Only an exact repetition of all the entries will be accepted.

Segment Open

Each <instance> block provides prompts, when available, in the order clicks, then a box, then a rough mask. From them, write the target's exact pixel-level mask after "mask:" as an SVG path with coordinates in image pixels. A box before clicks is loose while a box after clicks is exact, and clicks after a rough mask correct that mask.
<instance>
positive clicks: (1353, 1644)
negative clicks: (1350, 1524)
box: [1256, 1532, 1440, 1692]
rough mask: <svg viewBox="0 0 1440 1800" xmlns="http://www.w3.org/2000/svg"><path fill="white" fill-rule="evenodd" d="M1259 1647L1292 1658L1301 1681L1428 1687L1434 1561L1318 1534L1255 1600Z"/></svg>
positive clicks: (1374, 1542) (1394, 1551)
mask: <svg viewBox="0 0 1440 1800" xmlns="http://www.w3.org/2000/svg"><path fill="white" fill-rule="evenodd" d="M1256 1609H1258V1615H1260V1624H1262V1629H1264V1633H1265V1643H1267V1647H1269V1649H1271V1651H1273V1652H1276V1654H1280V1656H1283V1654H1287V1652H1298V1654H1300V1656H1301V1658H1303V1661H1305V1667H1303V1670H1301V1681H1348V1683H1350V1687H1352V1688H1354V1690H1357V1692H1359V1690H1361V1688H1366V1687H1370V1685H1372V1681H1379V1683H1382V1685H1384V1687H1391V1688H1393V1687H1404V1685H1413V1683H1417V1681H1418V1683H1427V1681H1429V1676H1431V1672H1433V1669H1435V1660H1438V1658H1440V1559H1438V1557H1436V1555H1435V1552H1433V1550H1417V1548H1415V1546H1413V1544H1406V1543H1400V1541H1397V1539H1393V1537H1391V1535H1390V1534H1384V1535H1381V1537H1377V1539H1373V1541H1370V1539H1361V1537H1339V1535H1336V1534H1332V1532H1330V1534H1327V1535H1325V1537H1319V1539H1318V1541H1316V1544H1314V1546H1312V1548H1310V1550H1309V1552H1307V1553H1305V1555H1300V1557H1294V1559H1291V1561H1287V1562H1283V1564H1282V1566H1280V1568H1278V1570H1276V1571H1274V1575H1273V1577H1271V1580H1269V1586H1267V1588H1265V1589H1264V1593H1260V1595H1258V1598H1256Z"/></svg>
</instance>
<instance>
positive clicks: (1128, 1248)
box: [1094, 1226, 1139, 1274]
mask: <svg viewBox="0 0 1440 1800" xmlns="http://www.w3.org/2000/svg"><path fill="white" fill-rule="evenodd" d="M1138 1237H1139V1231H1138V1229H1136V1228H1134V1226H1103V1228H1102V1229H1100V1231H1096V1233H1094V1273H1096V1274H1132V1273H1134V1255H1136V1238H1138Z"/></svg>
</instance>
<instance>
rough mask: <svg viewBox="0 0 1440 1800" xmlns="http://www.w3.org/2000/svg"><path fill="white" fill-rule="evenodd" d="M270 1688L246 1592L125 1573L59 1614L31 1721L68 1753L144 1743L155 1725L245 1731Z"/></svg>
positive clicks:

Segment Closed

- Written answer
Each <instance> block provides prompts, when available, in the order clicks, then a box, then a rough mask. From them, write the target's exact pixel-level mask after "mask:" as an SVG path with coordinates in image pixels. A box before clicks is loose while a box after clicks is exact, and clicks after a rough mask correct that mask.
<instance>
positive clicks: (1353, 1644)
negative clicks: (1350, 1524)
box: [1256, 1532, 1440, 1692]
rough mask: <svg viewBox="0 0 1440 1800" xmlns="http://www.w3.org/2000/svg"><path fill="white" fill-rule="evenodd" d="M1259 1647L1292 1658L1301 1681L1428 1687L1434 1561L1318 1534L1255 1600Z"/></svg>
positive clicks: (1374, 1542) (1394, 1551)
mask: <svg viewBox="0 0 1440 1800" xmlns="http://www.w3.org/2000/svg"><path fill="white" fill-rule="evenodd" d="M1256 1609H1258V1615H1260V1624H1262V1629H1264V1633H1265V1643H1267V1647H1269V1649H1271V1651H1273V1652H1276V1654H1280V1656H1283V1654H1287V1652H1298V1654H1300V1656H1301V1658H1303V1661H1305V1667H1303V1670H1301V1681H1348V1683H1350V1687H1352V1688H1354V1690H1357V1692H1359V1690H1361V1688H1366V1687H1370V1685H1372V1681H1379V1683H1382V1685H1384V1687H1391V1688H1393V1687H1404V1685H1413V1683H1417V1681H1418V1683H1427V1681H1429V1676H1431V1672H1433V1669H1435V1660H1438V1658H1440V1559H1438V1557H1436V1555H1435V1552H1433V1550H1417V1548H1415V1546H1413V1544H1406V1543H1400V1541H1397V1539H1393V1537H1391V1535H1390V1534H1384V1535H1381V1537H1377V1539H1373V1541H1370V1539H1361V1537H1339V1535H1336V1534H1332V1532H1330V1534H1327V1535H1325V1537H1319V1539H1318V1541H1316V1544H1314V1546H1312V1548H1310V1550H1309V1552H1307V1553H1305V1555H1300V1557H1294V1559H1291V1561H1287V1562H1283V1564H1282V1566H1280V1568H1278V1570H1276V1571H1274V1575H1273V1577H1271V1580H1269V1586H1267V1588H1265V1589H1264V1593H1260V1595H1258V1598H1256Z"/></svg>
</instance>
<instance>
positive clicks: (1128, 1248)
box: [1094, 1226, 1139, 1274]
mask: <svg viewBox="0 0 1440 1800" xmlns="http://www.w3.org/2000/svg"><path fill="white" fill-rule="evenodd" d="M1138 1237H1139V1231H1138V1229H1136V1228H1134V1226H1103V1228H1102V1229H1100V1231H1096V1233H1094V1273H1096V1274H1132V1273H1134V1255H1136V1238H1138Z"/></svg>
</instance>
<instance>
rough mask: <svg viewBox="0 0 1440 1800" xmlns="http://www.w3.org/2000/svg"><path fill="white" fill-rule="evenodd" d="M270 1688L246 1592L125 1573L59 1614L31 1721L68 1753L144 1743L155 1725L245 1731Z"/></svg>
positive clicks:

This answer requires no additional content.